**Task directions:** Transcribe, exactly as they appear, only the lines from the one holding "Please identify the zipper" through the end of the entries below.

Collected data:

####

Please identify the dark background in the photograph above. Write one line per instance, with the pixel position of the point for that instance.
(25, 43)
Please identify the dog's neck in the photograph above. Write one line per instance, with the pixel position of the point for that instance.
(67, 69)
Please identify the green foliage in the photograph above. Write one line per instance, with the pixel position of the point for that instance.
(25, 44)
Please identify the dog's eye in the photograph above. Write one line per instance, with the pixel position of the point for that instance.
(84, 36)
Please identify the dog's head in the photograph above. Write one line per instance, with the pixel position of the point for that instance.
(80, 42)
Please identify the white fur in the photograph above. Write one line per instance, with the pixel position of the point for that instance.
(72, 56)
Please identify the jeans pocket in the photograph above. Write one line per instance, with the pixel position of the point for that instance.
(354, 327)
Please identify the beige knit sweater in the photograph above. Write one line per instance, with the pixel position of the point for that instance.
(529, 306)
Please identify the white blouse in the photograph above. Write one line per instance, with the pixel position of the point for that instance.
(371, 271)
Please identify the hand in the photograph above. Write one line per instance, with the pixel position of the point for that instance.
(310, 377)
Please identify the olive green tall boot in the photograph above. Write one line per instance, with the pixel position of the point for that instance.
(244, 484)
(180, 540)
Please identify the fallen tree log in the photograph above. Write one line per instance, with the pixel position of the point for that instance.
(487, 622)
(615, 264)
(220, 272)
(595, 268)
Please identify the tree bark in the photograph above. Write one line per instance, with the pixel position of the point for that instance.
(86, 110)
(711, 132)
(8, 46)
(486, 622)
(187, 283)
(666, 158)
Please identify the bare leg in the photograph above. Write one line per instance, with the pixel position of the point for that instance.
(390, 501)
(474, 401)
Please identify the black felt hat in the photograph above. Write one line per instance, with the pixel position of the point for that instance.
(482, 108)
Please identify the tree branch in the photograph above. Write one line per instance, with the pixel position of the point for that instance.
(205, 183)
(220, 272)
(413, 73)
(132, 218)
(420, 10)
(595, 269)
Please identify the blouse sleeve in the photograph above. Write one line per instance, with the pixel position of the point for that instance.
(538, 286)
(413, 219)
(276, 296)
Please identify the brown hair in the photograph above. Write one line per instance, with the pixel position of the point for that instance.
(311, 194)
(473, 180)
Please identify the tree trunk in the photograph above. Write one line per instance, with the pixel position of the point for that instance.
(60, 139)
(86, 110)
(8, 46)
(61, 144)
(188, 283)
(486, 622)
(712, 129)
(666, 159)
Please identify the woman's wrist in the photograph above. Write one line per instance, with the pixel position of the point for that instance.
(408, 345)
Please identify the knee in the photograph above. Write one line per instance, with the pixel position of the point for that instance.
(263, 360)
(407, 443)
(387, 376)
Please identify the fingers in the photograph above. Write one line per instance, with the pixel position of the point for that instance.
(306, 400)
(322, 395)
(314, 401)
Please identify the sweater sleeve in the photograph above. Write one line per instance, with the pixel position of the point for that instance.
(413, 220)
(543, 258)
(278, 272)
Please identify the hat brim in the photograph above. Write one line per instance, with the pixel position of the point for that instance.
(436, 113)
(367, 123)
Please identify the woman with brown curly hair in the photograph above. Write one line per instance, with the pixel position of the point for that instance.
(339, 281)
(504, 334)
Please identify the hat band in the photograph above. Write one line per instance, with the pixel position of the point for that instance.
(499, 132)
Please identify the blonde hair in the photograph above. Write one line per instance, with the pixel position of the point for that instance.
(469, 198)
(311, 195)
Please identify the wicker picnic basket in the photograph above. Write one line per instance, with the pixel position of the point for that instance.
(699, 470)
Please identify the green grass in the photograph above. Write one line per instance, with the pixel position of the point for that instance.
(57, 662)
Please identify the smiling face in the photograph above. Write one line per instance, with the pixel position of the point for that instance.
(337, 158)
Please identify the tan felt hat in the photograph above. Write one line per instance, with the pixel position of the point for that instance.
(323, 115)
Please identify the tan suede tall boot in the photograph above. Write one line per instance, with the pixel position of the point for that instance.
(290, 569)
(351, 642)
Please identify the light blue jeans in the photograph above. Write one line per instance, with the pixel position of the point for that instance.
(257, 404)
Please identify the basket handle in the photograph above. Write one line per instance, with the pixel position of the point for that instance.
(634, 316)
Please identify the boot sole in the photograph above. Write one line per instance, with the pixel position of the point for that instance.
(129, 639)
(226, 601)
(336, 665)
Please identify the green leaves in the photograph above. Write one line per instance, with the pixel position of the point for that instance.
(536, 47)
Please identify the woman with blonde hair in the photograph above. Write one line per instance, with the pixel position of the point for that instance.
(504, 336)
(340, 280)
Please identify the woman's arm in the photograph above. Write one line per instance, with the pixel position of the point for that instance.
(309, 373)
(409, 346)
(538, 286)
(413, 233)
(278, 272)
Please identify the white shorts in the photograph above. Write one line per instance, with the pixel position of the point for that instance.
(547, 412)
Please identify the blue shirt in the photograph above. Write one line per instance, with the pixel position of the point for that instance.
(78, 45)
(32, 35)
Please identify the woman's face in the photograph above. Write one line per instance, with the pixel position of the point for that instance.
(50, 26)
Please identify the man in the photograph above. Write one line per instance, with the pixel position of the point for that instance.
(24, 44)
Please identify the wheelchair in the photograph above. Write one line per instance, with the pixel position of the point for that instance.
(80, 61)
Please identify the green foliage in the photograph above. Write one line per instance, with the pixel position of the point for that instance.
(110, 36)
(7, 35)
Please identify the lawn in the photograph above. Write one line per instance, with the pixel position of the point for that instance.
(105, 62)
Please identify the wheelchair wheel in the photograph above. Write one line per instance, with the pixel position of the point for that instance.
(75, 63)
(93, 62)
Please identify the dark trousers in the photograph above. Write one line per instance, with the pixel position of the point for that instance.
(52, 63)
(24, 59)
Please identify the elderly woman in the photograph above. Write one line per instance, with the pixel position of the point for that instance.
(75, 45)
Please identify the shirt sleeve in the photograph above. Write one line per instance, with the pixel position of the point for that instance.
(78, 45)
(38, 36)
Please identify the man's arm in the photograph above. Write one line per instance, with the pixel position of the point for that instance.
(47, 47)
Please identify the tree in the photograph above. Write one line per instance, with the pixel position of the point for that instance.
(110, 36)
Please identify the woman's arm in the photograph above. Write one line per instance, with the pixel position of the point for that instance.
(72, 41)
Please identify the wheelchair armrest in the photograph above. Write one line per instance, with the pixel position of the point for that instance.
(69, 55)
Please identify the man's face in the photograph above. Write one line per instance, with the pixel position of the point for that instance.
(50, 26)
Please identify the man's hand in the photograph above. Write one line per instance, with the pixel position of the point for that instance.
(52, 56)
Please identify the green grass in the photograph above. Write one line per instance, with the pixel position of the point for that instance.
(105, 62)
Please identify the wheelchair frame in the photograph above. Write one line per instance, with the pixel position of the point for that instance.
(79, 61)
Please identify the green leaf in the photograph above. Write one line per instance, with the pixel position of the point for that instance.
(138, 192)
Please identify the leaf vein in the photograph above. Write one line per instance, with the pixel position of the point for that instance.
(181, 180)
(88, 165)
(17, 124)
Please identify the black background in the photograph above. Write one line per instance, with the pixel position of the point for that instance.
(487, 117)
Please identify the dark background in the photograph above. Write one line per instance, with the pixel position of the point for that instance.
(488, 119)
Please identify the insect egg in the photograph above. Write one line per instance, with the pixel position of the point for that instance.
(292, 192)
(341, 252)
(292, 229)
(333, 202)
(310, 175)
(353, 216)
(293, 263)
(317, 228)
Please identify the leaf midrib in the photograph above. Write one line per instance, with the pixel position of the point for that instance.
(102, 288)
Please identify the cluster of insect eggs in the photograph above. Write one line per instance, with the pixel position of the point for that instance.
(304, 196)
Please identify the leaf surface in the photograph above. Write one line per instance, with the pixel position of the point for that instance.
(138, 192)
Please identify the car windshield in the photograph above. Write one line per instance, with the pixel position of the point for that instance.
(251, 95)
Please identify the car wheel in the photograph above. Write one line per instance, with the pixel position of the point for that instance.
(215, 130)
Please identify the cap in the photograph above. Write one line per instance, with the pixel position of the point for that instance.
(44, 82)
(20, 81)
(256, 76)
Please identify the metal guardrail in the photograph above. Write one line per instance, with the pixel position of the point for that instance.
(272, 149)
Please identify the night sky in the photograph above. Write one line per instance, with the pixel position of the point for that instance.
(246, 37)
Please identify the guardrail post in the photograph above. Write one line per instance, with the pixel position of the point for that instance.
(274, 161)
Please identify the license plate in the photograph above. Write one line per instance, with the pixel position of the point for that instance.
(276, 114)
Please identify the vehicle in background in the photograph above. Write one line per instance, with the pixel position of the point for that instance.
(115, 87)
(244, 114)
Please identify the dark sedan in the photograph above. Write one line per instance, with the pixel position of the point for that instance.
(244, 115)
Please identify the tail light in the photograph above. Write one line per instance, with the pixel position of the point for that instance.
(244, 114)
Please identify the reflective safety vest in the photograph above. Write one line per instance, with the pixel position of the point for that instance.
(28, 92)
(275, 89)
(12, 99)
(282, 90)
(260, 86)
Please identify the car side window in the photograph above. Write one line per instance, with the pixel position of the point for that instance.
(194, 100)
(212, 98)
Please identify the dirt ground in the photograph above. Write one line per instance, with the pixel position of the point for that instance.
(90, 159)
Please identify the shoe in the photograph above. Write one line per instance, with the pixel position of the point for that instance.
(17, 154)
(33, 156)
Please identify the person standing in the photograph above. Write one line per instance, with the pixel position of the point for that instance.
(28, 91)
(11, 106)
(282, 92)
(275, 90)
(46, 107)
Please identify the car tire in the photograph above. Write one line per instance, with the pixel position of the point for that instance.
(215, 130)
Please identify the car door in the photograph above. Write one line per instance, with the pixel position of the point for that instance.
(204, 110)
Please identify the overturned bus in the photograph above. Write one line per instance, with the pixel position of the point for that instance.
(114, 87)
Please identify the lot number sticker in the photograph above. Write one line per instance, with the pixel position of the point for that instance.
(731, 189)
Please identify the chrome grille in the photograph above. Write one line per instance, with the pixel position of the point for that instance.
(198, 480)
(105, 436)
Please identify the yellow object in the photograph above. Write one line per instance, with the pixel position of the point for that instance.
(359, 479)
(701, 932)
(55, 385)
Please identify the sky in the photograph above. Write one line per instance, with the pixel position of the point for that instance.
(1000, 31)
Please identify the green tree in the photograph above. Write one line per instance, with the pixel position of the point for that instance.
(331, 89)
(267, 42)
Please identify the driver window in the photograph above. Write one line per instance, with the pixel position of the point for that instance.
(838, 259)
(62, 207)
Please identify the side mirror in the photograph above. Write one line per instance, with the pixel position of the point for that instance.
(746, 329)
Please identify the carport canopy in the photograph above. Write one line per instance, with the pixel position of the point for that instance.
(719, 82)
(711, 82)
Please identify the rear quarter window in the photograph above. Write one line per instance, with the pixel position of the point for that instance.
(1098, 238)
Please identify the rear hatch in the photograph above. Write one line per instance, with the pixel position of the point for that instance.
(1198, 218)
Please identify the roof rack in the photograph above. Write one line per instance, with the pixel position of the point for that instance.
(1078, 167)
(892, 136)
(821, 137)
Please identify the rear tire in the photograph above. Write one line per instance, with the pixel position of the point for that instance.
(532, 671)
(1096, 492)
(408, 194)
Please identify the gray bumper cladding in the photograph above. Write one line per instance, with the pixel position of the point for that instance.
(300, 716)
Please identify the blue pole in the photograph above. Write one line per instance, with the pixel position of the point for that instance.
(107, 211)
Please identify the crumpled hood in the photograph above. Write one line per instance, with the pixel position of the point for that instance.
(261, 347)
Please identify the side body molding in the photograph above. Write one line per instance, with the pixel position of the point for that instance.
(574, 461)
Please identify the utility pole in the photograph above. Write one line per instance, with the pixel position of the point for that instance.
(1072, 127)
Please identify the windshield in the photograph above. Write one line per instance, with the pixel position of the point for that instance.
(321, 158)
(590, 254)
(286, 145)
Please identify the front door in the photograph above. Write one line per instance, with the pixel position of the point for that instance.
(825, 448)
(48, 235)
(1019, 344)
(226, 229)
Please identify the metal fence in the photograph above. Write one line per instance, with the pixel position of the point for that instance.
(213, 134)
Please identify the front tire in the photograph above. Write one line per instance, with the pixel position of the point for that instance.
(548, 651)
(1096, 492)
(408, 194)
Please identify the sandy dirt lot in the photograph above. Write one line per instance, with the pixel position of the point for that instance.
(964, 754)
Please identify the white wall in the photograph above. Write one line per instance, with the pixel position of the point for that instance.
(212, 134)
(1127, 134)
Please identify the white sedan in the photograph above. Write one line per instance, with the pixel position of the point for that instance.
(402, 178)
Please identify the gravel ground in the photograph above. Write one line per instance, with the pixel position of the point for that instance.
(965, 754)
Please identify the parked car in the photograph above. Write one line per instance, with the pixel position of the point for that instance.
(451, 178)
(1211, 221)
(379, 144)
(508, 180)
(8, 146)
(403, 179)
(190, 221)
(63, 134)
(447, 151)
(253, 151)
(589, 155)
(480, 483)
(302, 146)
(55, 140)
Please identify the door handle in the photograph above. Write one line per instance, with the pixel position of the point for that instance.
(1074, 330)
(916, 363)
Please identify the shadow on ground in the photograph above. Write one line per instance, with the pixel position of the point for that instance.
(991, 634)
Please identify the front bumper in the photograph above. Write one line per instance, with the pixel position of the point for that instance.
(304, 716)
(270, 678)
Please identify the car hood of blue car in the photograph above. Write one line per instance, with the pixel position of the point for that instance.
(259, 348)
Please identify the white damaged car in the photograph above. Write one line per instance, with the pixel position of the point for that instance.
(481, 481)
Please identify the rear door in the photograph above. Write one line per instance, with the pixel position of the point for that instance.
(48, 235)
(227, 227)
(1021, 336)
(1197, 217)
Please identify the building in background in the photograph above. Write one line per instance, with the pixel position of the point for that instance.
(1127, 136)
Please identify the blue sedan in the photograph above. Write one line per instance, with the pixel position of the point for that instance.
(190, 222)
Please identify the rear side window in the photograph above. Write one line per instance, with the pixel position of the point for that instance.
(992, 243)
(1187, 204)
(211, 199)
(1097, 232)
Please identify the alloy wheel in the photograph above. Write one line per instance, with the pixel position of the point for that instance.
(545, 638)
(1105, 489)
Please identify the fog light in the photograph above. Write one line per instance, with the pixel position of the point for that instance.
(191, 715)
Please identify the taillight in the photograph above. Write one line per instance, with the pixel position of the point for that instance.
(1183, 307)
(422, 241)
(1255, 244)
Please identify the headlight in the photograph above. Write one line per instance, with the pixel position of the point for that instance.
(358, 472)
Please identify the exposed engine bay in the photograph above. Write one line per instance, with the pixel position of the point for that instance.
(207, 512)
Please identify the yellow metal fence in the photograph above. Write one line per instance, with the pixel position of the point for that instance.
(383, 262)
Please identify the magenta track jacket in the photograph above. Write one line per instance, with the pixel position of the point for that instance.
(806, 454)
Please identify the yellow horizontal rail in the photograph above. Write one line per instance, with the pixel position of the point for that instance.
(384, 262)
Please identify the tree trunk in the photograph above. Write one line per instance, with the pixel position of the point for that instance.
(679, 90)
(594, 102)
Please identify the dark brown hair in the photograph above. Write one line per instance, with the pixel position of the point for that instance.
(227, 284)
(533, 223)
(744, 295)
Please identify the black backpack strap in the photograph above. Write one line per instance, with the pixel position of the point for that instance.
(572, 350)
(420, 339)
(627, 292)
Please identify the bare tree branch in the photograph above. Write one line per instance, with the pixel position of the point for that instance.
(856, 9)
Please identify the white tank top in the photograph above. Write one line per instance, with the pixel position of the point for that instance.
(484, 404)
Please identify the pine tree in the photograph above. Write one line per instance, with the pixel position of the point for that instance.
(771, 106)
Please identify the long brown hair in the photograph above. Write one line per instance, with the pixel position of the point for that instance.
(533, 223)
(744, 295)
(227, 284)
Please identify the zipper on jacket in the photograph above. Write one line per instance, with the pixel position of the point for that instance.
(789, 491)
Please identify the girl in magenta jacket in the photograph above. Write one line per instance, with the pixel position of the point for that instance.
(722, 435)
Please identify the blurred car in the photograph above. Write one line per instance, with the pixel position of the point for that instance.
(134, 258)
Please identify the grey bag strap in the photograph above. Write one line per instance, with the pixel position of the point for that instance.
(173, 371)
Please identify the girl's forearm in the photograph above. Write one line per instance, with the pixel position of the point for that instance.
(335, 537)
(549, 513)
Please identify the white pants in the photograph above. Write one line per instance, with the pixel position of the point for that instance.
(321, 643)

####

**Finished exercise:**
Please identify the zipper on jacket in the photograph above. Write one line per instance, with the pixel position of the point for that instance.
(789, 491)
Please identify the girl in magenta jacket in the photograph above. Write one line per instance, with the pixel position of the point for that instance.
(722, 435)
Please identify the blurred car in the photograph above. Write one line per instance, with the pixel position of the point for that instance.
(134, 258)
Please identify the grey bag strap in the photograph above. Write one line per instance, with the pixel position of the point for that instance.
(173, 371)
Please identify the girl's forearm in the photograph above. Write one line per instance, with the pixel position of the point for that instance.
(335, 537)
(549, 513)
Please identify the white pants in the photograph above. Write one line per instance, with the pixel position of the point for that instance.
(321, 643)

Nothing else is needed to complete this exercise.